Given by Lect. Burak Yedierler, the course Phys 331 - Electromagnetic Theory I includes the following topics in order: 

• Mathematical Review. Differential Calculus, Integral Calculus, Orthogonal Curvilinear Coordinates, Dirac Delta Function

• Electrostatics. Electric Potential, Work and Energy, Conductors

• Special Techniques. Uniqueness Theorems, Method of Images, Separation of Variables, Multipole Expansion

• Electric Fields in Matter. Polarisation, Electric Displacement, Linear Dielectrics

• Magnetostatics. Biot-Savart Law,  Vector Potential, Auxiliary Field, Magnetic Susceptibility and Permeability

• Electrodynamics. Induction, Energy in Magnetic Fields

Given by Prof. Gürsevil Turan, the course Phys 335 - Classical Mechanics I includes the following topics in order:

• Newtonian Mechanics. Equations of Motion for a Particle, Conservation Theorems

• Oscillations. Undamped, Damped, and Driven Oscillations

• Central Force Motion. Orbits, Planetary Motion, Orbital Dynamics

• Dynamics of Systems of Particles. Elastic Collisions, Inelastic Collisions, Scattering Cross Sections, Rutherford Scattering

• Motion in Non-Inertial Frames. Motion Relative to Earth

There is a typo on the cover of this notebook. The cover should read Phys 335 and not Phys 331. I kept mixing these two even until the end of the semester.

* Supplied entries
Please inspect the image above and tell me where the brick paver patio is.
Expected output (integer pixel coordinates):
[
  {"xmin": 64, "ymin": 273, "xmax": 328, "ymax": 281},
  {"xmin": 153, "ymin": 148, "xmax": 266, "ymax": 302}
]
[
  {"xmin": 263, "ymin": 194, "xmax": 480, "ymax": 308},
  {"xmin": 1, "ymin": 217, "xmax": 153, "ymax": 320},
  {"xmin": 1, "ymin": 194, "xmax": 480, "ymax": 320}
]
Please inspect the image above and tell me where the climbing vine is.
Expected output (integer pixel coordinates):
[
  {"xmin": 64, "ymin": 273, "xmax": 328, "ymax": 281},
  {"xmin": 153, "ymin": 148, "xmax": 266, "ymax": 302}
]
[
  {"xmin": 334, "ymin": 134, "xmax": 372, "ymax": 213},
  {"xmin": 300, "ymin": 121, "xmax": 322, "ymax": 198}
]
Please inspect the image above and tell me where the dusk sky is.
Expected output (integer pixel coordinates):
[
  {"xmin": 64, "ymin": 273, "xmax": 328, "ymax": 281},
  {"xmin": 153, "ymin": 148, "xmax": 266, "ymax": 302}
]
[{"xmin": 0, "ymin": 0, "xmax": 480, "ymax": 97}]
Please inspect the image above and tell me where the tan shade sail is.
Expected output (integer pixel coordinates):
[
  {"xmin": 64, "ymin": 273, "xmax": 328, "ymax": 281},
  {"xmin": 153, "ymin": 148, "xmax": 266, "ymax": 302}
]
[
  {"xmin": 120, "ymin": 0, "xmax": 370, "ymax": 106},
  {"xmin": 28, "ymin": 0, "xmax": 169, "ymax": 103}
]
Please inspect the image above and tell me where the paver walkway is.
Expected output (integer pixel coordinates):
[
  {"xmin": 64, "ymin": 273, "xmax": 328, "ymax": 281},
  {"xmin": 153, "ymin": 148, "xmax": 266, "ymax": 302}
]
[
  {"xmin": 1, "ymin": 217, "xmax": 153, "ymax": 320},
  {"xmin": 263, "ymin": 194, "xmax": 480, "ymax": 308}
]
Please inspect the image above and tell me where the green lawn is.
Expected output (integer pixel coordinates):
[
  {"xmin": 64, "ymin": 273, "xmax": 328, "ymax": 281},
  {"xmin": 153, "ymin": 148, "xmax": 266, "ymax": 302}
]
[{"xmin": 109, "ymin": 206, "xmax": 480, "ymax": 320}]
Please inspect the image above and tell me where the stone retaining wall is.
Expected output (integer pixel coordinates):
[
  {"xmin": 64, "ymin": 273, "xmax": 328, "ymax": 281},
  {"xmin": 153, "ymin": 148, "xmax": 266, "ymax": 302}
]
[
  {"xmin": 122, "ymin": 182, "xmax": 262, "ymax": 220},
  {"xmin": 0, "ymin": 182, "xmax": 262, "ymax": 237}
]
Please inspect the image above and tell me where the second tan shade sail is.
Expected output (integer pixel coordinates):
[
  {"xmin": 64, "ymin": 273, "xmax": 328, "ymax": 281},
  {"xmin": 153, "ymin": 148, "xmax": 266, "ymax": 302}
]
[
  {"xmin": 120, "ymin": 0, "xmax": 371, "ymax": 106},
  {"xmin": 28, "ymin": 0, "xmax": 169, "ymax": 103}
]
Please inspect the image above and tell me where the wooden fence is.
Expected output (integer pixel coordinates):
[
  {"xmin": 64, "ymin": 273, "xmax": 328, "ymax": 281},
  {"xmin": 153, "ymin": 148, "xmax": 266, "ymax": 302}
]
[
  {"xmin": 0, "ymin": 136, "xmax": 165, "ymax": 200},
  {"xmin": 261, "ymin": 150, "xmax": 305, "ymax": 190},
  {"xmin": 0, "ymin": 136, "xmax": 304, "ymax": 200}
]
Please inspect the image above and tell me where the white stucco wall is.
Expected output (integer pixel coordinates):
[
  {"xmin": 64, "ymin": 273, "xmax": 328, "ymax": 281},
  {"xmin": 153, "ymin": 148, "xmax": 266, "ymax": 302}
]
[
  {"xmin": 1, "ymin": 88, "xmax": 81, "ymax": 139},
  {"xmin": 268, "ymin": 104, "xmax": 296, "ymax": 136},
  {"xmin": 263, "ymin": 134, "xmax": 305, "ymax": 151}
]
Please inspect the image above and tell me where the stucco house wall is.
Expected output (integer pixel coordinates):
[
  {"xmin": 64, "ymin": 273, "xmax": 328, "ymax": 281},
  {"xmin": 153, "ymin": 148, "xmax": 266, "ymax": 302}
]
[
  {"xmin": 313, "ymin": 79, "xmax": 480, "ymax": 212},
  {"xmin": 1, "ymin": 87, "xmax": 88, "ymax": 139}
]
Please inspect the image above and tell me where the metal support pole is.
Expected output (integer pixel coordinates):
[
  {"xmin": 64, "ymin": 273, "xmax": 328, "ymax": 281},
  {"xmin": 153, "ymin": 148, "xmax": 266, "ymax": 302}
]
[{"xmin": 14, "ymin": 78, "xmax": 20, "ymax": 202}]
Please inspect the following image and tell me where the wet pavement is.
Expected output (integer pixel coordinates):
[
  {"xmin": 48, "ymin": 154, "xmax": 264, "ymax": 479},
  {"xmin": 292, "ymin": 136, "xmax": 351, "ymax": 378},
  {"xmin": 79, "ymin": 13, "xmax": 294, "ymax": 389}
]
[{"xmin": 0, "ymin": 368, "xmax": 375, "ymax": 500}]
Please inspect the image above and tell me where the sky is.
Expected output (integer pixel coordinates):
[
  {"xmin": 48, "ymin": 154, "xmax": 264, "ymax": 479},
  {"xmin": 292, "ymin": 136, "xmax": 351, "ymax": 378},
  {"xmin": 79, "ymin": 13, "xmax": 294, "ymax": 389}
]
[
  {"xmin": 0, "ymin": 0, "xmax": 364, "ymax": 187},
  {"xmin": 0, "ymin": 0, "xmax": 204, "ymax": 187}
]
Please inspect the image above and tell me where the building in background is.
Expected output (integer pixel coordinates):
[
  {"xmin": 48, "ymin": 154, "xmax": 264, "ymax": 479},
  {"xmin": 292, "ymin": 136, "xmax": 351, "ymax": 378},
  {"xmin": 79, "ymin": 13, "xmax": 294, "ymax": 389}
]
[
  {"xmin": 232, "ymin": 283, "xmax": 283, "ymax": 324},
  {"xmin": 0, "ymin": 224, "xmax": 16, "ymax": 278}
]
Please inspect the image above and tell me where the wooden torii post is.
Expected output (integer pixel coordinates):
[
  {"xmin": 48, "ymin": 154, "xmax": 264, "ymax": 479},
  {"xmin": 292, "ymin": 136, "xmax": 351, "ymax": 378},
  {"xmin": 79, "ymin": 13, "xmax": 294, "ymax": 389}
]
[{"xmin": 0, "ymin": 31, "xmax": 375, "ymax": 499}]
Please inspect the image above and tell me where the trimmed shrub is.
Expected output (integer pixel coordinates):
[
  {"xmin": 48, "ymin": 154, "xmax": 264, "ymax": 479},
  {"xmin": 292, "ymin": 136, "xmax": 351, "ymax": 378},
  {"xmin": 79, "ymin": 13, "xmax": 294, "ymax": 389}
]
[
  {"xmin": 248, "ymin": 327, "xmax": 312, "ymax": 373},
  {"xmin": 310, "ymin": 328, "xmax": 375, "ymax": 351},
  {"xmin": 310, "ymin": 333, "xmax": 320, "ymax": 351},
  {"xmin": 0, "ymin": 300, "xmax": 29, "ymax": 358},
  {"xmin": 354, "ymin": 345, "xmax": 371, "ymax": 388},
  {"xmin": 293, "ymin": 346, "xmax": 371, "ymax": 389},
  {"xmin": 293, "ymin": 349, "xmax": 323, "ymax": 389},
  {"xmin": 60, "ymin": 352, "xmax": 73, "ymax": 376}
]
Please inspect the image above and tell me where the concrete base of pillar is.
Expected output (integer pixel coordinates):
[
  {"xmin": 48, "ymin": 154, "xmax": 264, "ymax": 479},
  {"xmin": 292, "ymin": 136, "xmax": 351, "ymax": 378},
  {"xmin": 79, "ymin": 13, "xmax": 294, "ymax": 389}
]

* Given problem
Name each main topic heading that the course description gives for Phys 331 - Electromagnetic Theory I. The listing stands apart from the course description.

* Result
Mathematical Review, Electrostatics, Special Techniques, Electric Fields in Matter, Magnetostatics, Electrodynamics